▶ EXERCISE INSTRUCTIONS:
Every entry below, from first to last, should be copied exactly.
• • • •
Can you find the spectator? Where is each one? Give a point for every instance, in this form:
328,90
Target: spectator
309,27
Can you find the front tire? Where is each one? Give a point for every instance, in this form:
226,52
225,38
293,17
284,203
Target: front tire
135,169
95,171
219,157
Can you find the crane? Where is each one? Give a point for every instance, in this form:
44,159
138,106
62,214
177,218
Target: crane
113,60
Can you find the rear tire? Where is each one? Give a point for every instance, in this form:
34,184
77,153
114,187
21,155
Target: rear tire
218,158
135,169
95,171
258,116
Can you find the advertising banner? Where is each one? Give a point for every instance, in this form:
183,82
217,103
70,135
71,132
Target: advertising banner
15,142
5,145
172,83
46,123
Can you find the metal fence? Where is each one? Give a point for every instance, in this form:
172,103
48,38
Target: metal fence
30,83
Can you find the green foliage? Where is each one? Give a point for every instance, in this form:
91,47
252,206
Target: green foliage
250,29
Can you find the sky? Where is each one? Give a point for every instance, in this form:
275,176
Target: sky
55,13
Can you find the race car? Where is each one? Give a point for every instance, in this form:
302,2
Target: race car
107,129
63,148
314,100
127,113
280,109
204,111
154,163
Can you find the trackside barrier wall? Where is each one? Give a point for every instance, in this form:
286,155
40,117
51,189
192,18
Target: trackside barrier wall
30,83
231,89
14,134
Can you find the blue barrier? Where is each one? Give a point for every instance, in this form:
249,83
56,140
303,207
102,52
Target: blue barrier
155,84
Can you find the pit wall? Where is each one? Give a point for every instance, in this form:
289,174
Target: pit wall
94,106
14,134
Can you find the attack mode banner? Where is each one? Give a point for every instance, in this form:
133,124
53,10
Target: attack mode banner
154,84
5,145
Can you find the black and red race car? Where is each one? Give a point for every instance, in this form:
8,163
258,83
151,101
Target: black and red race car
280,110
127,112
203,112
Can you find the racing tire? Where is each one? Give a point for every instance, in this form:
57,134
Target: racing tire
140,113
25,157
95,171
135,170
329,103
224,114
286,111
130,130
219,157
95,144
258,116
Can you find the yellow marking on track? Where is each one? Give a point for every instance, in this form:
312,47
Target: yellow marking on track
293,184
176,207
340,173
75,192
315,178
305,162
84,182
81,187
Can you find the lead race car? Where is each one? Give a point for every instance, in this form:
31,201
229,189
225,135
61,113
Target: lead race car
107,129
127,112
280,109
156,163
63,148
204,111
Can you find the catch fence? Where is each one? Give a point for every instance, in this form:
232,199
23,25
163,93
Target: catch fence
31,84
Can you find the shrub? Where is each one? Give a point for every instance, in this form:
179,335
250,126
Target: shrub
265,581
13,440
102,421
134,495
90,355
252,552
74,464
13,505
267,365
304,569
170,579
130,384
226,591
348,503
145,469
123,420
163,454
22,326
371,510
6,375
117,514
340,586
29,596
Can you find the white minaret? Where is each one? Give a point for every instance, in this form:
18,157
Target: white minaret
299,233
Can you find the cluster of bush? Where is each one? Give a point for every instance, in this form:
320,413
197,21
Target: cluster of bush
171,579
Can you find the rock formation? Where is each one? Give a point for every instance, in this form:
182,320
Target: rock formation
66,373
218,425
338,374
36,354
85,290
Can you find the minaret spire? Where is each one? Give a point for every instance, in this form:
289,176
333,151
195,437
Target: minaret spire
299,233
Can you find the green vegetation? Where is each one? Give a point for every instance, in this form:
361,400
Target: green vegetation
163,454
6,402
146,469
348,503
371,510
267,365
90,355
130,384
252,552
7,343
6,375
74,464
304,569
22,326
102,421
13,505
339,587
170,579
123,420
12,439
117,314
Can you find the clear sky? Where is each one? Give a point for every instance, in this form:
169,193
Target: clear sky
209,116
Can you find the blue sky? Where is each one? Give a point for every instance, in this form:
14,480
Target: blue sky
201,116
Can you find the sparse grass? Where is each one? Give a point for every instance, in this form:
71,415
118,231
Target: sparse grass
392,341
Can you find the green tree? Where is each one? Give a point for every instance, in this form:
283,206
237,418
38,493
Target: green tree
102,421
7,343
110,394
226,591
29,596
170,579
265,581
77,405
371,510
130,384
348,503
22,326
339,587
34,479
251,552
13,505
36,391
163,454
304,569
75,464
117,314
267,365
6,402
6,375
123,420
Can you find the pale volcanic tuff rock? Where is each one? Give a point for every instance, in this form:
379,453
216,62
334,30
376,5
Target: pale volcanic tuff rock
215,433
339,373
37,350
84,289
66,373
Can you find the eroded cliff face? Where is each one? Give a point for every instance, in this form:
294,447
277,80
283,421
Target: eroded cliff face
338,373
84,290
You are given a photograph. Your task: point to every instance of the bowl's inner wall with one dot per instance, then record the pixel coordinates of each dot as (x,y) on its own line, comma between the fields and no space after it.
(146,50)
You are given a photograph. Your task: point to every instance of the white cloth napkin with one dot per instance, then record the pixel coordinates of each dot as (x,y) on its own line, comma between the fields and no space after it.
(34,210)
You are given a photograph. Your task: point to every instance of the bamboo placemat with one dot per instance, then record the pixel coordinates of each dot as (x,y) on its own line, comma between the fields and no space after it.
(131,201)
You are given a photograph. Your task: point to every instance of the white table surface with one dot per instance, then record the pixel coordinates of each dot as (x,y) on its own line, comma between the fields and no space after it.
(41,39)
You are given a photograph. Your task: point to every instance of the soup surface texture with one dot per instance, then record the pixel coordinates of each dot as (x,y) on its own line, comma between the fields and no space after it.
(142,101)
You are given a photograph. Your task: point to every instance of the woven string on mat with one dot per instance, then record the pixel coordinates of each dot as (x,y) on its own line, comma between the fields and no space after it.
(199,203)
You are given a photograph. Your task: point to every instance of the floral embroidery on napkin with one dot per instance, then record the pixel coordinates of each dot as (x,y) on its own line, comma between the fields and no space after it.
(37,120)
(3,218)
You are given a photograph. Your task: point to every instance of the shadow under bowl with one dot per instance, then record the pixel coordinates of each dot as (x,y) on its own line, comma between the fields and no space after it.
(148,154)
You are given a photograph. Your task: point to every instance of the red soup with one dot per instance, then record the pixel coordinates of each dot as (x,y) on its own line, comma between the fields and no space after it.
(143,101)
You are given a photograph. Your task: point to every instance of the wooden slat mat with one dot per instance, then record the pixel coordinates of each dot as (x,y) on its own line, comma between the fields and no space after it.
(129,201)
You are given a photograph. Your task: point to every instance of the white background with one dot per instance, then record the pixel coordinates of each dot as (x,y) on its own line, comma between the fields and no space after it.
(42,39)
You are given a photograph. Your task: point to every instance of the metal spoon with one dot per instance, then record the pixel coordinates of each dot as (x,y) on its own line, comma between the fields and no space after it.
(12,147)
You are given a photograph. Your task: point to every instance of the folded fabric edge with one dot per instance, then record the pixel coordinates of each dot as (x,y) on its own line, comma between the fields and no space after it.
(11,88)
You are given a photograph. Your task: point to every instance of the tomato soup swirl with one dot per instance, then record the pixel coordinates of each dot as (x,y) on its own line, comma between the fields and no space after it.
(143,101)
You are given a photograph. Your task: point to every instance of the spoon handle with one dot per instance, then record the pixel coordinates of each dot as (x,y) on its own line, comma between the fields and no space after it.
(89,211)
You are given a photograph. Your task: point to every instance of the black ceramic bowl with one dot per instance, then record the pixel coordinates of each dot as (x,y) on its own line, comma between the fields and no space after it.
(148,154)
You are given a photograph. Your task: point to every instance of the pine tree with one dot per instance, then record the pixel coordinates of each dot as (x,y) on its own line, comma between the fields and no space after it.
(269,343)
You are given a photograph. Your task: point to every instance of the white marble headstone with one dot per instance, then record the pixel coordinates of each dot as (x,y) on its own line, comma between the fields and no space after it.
• • • •
▶ WRITTEN SOLUTION:
Can you find the spectator? Where is each one? Give a point for every instance, in this form:
328,90
Target: spectator
309,27
Can you find the front tire? Where is each one? Give a point for every instance, in this form:
226,52
225,38
293,17
284,203
Target: front tire
135,169
95,171
219,157
Can you find the crane? Where is each one? Give a point for every instance, in this form:
44,159
138,106
62,214
177,218
Target: crane
113,60
Can you find the rear tire? Where is each one? Give a point for every instance, in this form:
34,184
77,153
114,187
21,155
Target: rear tire
218,158
135,169
95,171
258,116
Can you find the advertising banner? Where is each one? Give a point for every instance, in this form:
183,82
217,103
70,135
71,132
Target: advertising banner
15,142
5,145
172,83
46,123
Can you find the metal fence? Where is each one? Give a point for every instance, in this form:
172,103
48,38
Target: metal fence
30,83
Can you find the green foliage? Where is each one? Give a point for every instance, in this form:
91,47
252,206
Target: green foliage
250,29
Can you find the sky? Where is each one? Give a point for every instance, in this form:
275,176
Target: sky
55,13
Can you find the race car? Where is each one? Give a point for every instance, in this form:
302,2
Target: race car
107,129
63,148
314,100
127,113
280,109
204,111
154,163
Can you find the trackside barrier wall? Where is each one? Give a point for every instance, in this form:
286,155
40,117
51,189
192,18
Target: trackside barrier wall
30,83
231,89
14,134
Can you find the blue barrier? Where is each one? Give a point for every instance, in this form:
249,83
56,140
303,207
102,52
Target: blue barrier
155,84
Can you find the pit wall? Where is each one? Give a point for every instance, in this form:
289,174
Target: pit wall
94,106
14,134
Can you find the attack mode banner? Where is each one? Give a point for every instance, in this form:
133,124
53,10
Target: attack mode banner
154,84
5,145
Can you find the black and red race car? Where is each one? Give a point for every instance, in this form:
8,163
258,83
151,101
Target: black and red race car
280,110
127,112
203,112
Can you find the racing tire? Where is each one? Give a point for every instance, in this form:
57,134
Target: racing tire
140,113
25,157
95,171
135,170
329,103
224,114
286,111
130,130
219,157
95,144
258,116
Can you find the yellow marking on track? Where is each one? Give a point for every instance, in this form:
312,47
Target: yellow marking on track
293,184
176,207
340,173
75,192
315,178
305,162
84,182
81,187
Can you find the lead race car? Where is each one? Give a point for every instance, in this form:
31,201
229,189
225,135
61,113
Target: lead race car
107,129
127,112
280,109
156,163
63,148
204,111
Can you find the catch fence? Where is each one? Give a point for every instance, in this form:
232,199
23,25
163,93
Target: catch fence
31,84
Can you find the shrub? Where is each one? Give a point for every instance, in this form:
179,335
250,126
Target: shrub
265,581
13,440
102,421
134,495
90,355
252,552
74,464
13,505
267,365
304,569
170,579
130,384
226,591
348,503
145,469
123,420
163,454
22,326
371,510
6,375
117,514
340,586
29,596
Can you find the white minaret? Where is each one? Give a point for every instance, in this form:
18,157
Target: white minaret
299,233
Can you find the cluster of bush? Where is each one? Give a point for every instance, in this form:
320,413
197,21
Target: cluster of bush
171,579
Can you find the rock formation? Where is each one? Give a point for every instance, in this form:
182,320
Target: rock formation
66,373
218,425
338,374
36,354
85,290
Can you find the minaret spire? Where is each one? Give a point for every instance, in this form:
289,176
333,151
195,437
Target: minaret spire
299,233
Can you find the green vegetation? Where is each one? Give a point for every instance, in this form:
361,400
Target: green vegetation
163,454
6,402
146,469
348,503
371,510
267,365
90,355
130,384
252,552
7,343
6,375
74,464
304,569
22,326
102,421
13,505
339,587
170,579
123,420
12,439
117,314
Can you find the clear sky? Where is each one? Give a point for every instance, in this form:
169,193
Target: clear sky
209,116
Can you find the blue sky? Where is each one? Give a point for every instance, in this form:
14,480
Target: blue sky
201,116
Can you find the sparse grass? Where is each one? Give a point for every instance, in this form:
71,415
118,231
Target: sparse grass
392,341
Can you find the green tree? Where is each one? Give a point for every instance, in this form:
283,206
237,418
38,493
Target: green tree
102,421
7,343
110,394
226,591
29,596
170,579
265,581
77,405
371,510
130,384
348,503
22,326
339,587
34,479
251,552
13,505
36,391
163,454
304,569
75,464
117,314
267,365
6,402
6,375
123,420
Can you find the pale volcanic tuff rock? Where is each one? Give a point for every instance, in this form:
379,453
216,62
334,30
376,5
Target: pale volcanic tuff rock
215,433
339,373
37,350
84,289
66,373
Can you find the eroded cliff face? Where is each one? Give a point for every instance, in this form:
294,447
277,80
283,421
Target: eroded cliff face
338,373
84,290
You are given a photograph. Your task: point to every instance of the bowl's inner wall with one dot per instance, then record the pixel coordinates of each dot as (x,y) on its own line, comma between the fields and no space after it.
(146,50)
You are given a photograph. Your task: point to every instance of the white cloth napkin with one dot per instance, then record the pixel coordinates of each dot as (x,y) on its own line, comma between the fields and no space after it.
(34,210)
You are given a photograph. Your task: point to every instance of the bamboo placemat with one dot per instance, then record the pixel coordinates of each dot as (x,y) on its own line, comma between the fields and no space after it.
(131,201)
You are given a photograph. Your task: point to every instance of the white table surface with one dot per instance, then record the pixel coordinates of each dot as (x,y) on its own line, comma between the fields and no space after it.
(41,39)
You are given a photograph. Your task: point to every instance of the soup surface texture with one dot per instance, then record the pixel coordinates of each dot as (x,y) on its own line, comma between the fields and no space after it.
(142,101)
You are given a photograph. Your task: point to every instance of the woven string on mat with one dot per instance, then record the pixel coordinates of each dot as (x,y) on its own line, comma between the fields and no space after it.
(199,203)
You are given a photograph. Your task: point to every instance of the floral embroidery on napkin with one dot per instance, then record the pixel coordinates of each dot as (x,y) on its own line, comma between the fields and no space after it.
(37,120)
(3,218)
You are given a photograph. Your task: point to every instance of the shadow under bowl with one dot per instance, then record the pixel coordinates of each dot as (x,y) on its own line, comma between the fields and no space after it.
(148,154)
You are given a photograph. Your task: point to every instance of the red soup with one dot per instance, then record the pixel coordinates of each dot as (x,y) on its own line, comma between the fields and no space after it.
(143,101)
You are given a photograph. Your task: point to every instance of the wooden slat mat with one dot per instance, then record the pixel coordinates of each dot as (x,y) on its own line, comma between the fields and no space after it.
(129,201)
You are given a photograph. Your task: point to every instance of the white background with one dot per instance, then record the pixel coordinates of each dot as (x,y) on its own line, comma between the fields and no space after it.
(42,39)
You are given a photograph. Your task: point to every instance of the metal spoon with one dot per instance, then record the pixel coordinates of each dot as (x,y) on its own line, comma between the fields and no space after it.
(12,147)
You are given a photograph. Your task: point to every instance of the folded fabric edge with one dot per instance, then record the pixel coordinates of each dot as (x,y) on its own line, comma between the fields and no space after it.
(11,88)
You are given a photograph. Your task: point to every instance of the tomato soup swirl with one dot per instance, then record the pixel coordinates of each dot as (x,y) on its own line, comma between the fields and no space after it.
(143,101)
You are given a photograph. Your task: point to every instance of the spoon handle with one dot per instance, then record the pixel coordinates of each dot as (x,y) on its own line, comma between the fields and no space after it.
(89,211)
You are given a photograph. Your task: point to every instance of the black ceramic bowl with one dot per instance, then record the pixel coordinates of each dot as (x,y) on its own line, comma between the fields and no space after it.
(148,154)
You are given a photograph. Your task: point to every instance of the pine tree with one dot per instance, then record the pixel coordinates of each dot as (x,y) on its own line, comma between the fields and no space after it.
(269,343)
You are given a photograph. Your task: point to every instance of the white marble headstone with one dot per instance, then record the pixel coordinates of each dot as (x,y) on its own line, comma between the fields and no space after it.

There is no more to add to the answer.